[Your task] Check each line of the listing for the word "neck" and report the ones that have it.
====== Provided data ======
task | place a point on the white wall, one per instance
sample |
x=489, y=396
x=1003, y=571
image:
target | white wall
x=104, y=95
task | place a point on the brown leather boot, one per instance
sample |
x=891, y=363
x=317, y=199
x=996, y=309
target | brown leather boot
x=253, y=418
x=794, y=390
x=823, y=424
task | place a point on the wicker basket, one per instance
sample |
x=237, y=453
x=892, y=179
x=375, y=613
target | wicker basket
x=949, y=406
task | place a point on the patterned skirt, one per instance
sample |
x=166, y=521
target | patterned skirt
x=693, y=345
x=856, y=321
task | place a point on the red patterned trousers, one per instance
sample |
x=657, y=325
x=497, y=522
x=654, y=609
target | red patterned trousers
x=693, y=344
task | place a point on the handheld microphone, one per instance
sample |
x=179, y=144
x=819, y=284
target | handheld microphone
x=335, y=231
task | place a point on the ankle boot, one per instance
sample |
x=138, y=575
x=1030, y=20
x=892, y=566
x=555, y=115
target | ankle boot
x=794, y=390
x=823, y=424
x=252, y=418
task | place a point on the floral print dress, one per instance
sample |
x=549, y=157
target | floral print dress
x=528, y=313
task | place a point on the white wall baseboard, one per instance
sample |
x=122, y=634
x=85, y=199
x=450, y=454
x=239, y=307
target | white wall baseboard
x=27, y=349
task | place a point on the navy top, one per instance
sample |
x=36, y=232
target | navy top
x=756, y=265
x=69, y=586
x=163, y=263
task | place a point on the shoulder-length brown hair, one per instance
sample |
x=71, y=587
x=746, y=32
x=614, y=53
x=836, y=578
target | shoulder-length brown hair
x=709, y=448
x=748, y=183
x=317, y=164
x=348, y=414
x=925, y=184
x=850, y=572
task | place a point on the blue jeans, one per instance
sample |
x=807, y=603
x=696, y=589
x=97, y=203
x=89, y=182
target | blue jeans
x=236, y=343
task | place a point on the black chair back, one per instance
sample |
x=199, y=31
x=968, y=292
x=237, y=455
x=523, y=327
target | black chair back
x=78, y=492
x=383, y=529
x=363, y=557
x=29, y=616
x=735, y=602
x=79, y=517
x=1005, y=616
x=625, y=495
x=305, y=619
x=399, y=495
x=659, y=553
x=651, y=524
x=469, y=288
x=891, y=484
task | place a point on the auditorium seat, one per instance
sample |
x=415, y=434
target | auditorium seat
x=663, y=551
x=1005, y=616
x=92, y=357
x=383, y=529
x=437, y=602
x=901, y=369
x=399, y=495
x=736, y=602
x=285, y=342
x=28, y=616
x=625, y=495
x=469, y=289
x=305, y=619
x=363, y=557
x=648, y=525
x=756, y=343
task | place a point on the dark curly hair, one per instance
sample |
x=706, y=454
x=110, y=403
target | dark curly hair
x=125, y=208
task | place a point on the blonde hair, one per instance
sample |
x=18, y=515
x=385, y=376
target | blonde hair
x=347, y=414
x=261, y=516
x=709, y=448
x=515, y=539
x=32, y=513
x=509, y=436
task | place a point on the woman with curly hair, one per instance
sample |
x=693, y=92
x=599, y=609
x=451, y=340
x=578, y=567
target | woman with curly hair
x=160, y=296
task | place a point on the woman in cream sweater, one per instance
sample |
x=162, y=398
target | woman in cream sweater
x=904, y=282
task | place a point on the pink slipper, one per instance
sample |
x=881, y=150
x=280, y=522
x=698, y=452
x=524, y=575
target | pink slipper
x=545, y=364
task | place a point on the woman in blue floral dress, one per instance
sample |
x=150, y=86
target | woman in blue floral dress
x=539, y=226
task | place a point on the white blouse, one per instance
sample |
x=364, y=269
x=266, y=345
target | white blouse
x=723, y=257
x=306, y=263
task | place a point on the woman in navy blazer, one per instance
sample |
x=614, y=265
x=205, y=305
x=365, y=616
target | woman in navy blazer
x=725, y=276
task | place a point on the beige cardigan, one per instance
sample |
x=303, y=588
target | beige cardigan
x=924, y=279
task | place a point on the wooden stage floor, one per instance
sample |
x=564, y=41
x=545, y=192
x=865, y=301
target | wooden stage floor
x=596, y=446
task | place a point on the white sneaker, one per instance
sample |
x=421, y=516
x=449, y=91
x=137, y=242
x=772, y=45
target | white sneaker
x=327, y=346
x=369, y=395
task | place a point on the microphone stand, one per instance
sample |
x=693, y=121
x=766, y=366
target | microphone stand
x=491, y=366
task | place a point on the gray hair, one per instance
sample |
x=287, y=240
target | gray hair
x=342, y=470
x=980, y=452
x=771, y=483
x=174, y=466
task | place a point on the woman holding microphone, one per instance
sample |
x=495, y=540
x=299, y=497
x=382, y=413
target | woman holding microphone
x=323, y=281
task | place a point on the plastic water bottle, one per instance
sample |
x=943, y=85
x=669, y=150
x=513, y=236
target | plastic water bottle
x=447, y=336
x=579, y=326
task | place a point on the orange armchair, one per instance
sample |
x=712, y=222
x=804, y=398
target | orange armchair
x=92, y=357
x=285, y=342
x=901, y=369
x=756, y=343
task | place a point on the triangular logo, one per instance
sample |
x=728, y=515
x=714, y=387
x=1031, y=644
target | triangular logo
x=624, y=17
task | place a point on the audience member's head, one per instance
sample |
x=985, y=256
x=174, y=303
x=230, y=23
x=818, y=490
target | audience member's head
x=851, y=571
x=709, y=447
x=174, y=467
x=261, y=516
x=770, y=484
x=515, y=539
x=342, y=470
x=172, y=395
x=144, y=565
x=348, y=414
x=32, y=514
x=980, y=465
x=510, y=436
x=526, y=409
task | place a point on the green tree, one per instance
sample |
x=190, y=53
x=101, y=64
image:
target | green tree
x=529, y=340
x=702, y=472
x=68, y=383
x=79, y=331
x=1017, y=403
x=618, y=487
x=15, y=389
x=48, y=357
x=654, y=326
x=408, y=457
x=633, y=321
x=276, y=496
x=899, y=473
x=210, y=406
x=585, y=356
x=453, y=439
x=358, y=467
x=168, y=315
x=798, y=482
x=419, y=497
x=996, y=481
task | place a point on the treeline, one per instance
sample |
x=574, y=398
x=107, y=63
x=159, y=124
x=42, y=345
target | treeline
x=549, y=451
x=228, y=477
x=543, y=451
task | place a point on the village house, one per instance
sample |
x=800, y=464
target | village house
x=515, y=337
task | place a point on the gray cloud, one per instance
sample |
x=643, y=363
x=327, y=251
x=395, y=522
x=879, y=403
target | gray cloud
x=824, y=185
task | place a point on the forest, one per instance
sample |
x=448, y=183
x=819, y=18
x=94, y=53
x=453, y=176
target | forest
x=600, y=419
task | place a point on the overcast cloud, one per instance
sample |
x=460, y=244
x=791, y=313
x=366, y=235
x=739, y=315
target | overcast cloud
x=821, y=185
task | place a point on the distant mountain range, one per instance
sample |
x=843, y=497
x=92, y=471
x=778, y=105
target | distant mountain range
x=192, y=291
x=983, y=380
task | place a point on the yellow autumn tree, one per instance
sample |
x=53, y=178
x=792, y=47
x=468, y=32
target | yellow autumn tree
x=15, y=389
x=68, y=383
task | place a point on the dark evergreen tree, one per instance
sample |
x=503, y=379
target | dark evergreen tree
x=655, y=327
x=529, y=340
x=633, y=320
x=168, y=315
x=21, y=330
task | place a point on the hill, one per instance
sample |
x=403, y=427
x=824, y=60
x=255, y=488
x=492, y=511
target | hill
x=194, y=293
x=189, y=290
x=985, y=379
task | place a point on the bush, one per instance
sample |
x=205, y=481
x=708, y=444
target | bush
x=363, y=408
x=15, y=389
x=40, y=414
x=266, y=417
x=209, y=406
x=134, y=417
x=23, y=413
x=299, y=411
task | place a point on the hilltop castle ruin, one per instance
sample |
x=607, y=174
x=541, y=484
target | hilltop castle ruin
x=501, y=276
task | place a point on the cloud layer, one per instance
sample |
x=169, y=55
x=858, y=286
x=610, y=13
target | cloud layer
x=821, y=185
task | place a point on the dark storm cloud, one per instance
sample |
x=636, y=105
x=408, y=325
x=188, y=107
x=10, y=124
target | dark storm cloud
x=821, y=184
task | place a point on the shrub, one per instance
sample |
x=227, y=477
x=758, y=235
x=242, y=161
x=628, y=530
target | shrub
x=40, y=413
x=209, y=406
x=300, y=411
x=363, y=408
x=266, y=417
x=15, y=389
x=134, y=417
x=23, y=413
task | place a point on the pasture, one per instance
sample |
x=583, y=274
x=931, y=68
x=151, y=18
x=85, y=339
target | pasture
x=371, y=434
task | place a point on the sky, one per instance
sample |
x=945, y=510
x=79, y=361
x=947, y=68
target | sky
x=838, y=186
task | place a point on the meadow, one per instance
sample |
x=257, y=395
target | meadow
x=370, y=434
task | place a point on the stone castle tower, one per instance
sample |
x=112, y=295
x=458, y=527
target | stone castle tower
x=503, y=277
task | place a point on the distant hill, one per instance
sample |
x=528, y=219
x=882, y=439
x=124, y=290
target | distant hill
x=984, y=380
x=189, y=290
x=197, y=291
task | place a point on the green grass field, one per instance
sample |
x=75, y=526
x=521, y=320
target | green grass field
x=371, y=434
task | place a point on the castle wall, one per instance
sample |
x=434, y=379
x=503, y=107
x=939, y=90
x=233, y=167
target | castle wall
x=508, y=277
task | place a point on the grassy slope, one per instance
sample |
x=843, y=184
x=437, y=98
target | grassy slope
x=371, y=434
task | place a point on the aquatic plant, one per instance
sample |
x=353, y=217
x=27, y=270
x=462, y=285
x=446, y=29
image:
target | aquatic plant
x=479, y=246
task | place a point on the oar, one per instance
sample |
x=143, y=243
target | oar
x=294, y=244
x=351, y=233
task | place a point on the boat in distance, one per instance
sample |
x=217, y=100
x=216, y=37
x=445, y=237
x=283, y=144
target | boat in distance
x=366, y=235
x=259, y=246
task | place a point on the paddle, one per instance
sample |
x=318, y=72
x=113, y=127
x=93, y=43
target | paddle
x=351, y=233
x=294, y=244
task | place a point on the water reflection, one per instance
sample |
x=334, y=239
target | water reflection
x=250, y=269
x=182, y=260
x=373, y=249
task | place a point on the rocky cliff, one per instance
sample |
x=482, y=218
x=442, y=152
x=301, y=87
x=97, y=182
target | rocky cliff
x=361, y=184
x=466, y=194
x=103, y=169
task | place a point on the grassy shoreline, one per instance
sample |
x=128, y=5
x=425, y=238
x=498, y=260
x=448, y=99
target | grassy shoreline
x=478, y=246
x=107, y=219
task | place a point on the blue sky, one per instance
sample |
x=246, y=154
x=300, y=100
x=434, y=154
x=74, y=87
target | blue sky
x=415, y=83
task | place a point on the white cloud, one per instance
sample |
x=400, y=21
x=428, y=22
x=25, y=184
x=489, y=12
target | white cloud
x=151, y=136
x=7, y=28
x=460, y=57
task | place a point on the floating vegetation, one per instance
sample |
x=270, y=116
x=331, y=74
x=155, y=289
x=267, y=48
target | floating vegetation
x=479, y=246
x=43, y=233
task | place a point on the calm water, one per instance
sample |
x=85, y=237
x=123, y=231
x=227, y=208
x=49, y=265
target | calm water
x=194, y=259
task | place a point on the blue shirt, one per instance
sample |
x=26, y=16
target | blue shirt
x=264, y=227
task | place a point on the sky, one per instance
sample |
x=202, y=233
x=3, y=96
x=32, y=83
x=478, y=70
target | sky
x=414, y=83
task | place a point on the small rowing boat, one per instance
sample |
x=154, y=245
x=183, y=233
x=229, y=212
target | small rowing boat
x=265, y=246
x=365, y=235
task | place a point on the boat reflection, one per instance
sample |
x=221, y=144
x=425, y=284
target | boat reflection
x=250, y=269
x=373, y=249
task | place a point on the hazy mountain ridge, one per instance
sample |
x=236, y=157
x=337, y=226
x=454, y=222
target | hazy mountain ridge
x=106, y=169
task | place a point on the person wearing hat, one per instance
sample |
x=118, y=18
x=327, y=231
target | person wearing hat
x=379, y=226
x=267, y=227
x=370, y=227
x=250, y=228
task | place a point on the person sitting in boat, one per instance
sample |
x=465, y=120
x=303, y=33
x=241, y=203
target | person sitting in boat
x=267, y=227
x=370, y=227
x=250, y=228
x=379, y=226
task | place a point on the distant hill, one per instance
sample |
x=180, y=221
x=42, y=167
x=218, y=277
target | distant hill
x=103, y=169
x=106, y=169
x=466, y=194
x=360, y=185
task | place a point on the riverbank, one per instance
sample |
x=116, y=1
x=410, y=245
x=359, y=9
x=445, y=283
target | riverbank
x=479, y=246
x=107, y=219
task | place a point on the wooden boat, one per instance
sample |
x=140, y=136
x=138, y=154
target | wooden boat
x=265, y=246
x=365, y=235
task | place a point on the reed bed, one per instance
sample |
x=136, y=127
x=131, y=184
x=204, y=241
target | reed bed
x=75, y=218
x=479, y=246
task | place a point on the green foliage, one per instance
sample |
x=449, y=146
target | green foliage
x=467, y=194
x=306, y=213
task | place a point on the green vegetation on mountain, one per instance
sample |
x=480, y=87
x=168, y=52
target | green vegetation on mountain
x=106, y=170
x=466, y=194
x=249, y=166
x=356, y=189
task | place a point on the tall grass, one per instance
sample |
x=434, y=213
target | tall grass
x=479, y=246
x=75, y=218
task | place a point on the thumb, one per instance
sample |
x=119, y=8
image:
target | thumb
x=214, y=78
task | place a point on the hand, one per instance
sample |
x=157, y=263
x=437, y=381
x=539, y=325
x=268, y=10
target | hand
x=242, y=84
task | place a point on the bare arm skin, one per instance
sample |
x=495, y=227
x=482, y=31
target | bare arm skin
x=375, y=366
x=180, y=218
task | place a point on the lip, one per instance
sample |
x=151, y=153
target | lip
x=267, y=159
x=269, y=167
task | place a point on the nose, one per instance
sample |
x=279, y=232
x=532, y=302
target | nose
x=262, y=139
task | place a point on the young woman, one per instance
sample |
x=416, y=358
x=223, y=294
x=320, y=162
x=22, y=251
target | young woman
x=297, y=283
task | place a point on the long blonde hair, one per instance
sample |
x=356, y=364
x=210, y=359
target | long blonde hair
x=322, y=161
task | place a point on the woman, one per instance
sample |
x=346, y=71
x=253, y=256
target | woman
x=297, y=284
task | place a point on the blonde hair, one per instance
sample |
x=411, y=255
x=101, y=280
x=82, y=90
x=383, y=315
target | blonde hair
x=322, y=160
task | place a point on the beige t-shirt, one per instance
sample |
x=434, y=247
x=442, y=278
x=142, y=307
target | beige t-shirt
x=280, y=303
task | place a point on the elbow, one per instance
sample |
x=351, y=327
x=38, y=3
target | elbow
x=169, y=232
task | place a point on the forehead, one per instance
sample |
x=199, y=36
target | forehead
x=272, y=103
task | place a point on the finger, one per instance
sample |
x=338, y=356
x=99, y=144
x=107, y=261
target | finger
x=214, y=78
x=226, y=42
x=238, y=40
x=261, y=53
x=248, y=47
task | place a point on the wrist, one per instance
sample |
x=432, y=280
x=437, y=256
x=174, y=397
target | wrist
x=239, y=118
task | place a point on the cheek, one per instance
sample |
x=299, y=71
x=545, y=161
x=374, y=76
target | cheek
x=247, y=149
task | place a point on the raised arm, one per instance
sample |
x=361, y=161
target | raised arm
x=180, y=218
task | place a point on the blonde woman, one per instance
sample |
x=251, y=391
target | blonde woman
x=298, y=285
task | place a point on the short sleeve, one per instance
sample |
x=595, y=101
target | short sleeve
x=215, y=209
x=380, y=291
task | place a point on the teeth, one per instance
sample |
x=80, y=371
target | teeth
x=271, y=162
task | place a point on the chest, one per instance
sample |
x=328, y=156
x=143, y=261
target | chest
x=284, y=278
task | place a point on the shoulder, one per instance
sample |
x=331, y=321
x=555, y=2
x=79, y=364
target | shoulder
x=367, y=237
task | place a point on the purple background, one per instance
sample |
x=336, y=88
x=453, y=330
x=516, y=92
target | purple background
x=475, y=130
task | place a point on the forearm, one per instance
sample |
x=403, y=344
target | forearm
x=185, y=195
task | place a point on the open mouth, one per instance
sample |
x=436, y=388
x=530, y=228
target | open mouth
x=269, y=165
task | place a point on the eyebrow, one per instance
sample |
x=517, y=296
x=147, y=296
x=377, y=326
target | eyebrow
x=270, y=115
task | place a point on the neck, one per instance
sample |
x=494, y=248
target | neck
======
[Task result]
task | place a point on the neck, one per instance
target | neck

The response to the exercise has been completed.